### Requirement
Locate each line in the material below that contains the string "hind", and copy those lines. Matching is case-sensitive.

### Provided data ###

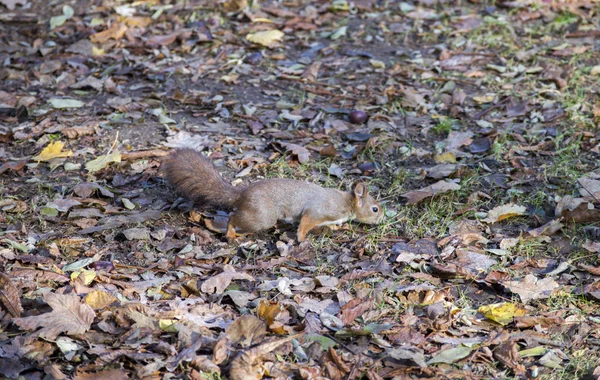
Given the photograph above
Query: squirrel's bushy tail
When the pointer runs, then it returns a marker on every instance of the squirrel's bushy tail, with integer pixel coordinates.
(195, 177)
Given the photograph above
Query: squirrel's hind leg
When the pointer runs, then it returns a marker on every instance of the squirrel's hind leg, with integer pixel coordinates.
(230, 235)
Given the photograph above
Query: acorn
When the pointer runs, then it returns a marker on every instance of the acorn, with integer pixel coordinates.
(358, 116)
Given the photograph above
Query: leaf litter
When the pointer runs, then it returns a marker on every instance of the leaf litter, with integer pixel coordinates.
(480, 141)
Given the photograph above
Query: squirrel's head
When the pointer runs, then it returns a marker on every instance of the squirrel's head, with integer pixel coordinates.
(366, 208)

###
### Provided data ###

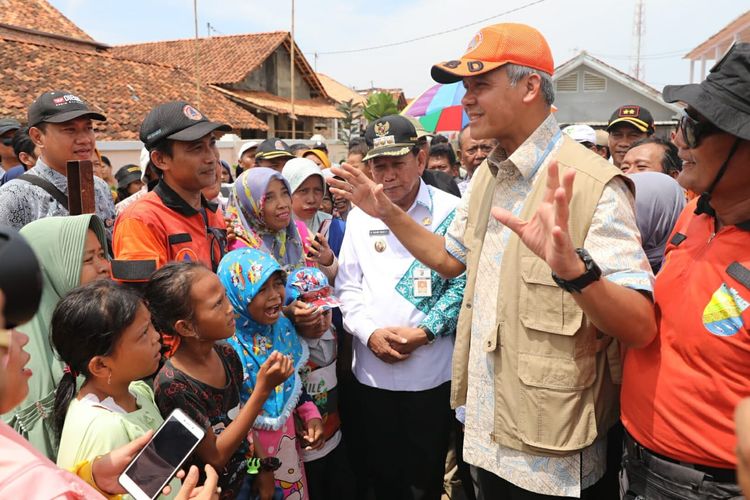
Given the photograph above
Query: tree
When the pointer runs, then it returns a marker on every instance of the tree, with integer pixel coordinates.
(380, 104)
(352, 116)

###
### Provided data ###

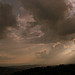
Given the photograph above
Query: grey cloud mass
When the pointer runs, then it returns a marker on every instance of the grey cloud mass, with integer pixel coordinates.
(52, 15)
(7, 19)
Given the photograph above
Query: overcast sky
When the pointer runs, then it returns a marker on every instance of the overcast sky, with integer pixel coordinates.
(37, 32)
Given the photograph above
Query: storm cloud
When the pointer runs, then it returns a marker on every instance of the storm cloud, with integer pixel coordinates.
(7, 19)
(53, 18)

###

### Answer to this exercise
Query: squirrel's hind leg
When the pointer runs, then it returns a marker on every instance of the squirrel's hind leg, with integer pixel coordinates.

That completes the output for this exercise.